● **Instruction 1**
Summarize the passage on audience capture in two sentences.
● **Instruction 2**
Pick up the passage on audience capture after its final sentence and keep writing it.

● **Provided passage**
- - - - -
So you want to be a celebrity?


In a recent newsletter, Gurwinder Bhogal shares the story of Nicholas Perry, a violin-playing vegan who aspired to become YouTube famous. After a year of failed attempts, he left behind his violin and veganism and tried a new strategy: recording himself eating meals while holding a conversation with a camera. Nikocado Avocado (his YouTube handle) was a digital lunch buddy for the lonely.

These new videos got traction, and Nikocado’s digital dinner mates began to ask him to try the more expansive fare. The bigger the meals, the bigger the view count. Before Nikocado knew it, he recorded himself devouring entire McDonald’s menus in a single video.

Eventually, his audience grew to 6 million subscribers, but that wasn’t the only thing to expand.

The transformation was complete. A soft-spoken, thin-framed vegan named Nicholas Perry had evolved into Nikocado, a brash, dangerously overweight, dauntless devourer of calories who requires breathing apparatus. Bhogal writes, “The rampant appetite for attention caused the person [Nicholas Perry] to be subsumed by the persona [Nikocado].”

Nikocado’s tragic story illustrates a problem too rarely considered by Christians in today’s online media landscape: audience capture—when someone begins to mirror her audience’s demands, posture, beliefs, and interests. Audience capture is a Faustian trade: fame for personhood, celebrity for integrity, and public attention for public decency.
- - - - -
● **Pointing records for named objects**
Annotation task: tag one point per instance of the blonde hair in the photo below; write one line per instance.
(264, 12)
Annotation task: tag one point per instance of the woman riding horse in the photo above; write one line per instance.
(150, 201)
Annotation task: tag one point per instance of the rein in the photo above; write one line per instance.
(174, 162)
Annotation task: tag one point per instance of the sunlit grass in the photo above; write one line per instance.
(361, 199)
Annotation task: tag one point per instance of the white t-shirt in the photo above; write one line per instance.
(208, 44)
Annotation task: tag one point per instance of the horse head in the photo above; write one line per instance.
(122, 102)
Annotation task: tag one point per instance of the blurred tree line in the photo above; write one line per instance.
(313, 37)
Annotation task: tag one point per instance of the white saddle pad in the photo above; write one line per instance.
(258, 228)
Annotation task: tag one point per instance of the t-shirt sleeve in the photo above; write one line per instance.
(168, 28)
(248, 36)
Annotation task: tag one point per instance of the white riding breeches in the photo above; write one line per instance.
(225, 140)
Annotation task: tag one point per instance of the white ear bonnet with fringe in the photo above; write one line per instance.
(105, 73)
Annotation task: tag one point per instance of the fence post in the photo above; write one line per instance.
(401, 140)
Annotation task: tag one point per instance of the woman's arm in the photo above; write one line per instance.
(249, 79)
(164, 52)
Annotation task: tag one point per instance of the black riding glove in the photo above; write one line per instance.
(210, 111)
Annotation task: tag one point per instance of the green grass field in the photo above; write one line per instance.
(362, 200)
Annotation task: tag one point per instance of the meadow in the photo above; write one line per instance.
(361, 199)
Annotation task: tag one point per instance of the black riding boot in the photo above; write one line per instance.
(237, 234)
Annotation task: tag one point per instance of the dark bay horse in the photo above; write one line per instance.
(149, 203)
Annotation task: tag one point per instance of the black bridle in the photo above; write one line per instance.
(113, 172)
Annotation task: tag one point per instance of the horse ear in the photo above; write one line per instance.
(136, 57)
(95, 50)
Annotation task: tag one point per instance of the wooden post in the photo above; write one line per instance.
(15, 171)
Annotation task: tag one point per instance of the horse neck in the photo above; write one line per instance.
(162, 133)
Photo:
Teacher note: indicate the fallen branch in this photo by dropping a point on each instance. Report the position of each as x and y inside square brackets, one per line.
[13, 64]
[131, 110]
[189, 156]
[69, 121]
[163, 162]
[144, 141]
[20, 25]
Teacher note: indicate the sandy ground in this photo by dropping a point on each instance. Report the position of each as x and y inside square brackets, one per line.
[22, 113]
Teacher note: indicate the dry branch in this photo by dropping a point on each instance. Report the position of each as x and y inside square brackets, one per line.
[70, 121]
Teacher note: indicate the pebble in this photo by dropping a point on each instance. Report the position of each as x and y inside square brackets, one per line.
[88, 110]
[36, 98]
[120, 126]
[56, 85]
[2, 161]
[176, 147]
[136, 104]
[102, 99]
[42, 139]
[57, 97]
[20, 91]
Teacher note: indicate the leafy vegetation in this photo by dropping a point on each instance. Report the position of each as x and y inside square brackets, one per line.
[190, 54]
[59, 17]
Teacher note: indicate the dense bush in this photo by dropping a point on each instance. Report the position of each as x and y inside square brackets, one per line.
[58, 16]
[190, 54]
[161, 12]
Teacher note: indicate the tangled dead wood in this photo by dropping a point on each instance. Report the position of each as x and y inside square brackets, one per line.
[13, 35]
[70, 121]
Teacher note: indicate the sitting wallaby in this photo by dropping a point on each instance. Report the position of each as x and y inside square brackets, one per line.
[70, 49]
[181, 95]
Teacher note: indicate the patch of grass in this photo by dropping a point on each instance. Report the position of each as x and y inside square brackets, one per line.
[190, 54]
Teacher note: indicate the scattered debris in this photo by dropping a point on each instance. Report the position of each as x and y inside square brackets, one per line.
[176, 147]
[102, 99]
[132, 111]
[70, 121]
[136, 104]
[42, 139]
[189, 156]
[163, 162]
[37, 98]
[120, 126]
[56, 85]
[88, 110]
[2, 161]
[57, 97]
- - - - -
● **Final answer 1**
Nicholas Perry, a violin-playing vegan who wanted YouTube fame, found success as Nikocado Avocado by filming himself eating while talking to the camera, and as his audience pushed for ever larger meals he grew to 6 million subscribers and became dangerously overweight. His story illustrates audience capture, in which someone begins to mirror the demands, posture, beliefs, and interests of an audience, trading personhood, integrity, and decency for fame and attention.

● **Final answer 2**
When Persona Replaces Person

The Nikocados of Christian discourse is more challenging to spot. Their transformations are more psychological (posture and rhetoric) than physical (waistlines).

A few years ago, a relatively unknown pastor began writing about cultural issues on Twitter. He was typically irenic, nonanxious, and nuanced, avoiding extreme rhetoric. But in April of last year, he wrote a long thread challenging the inclusion of radical gender ideology in public education. His follower count began to rapidly tick up.

Audience capture is a Faustian trade: fame for personhood, celebrity for integrity, and public attention for public decency.

His new followers didn’t share his peaceful posture. They were culture warriors who rewarded—with likes and retweets—only his most bombastic posts. So he began to give them more of what they wanted. Over the next three months, his follower count doubled, culminating in an invite to speak on trans education on a Christian TV network, where he stoked fear and cast aspersions on his enemies with muscular rhetoric.

In months, his followers transformed him from winsome to one of the fastest-growing anti-winsome personalities on the social internet. The transformation was complete. The persona devoured the person.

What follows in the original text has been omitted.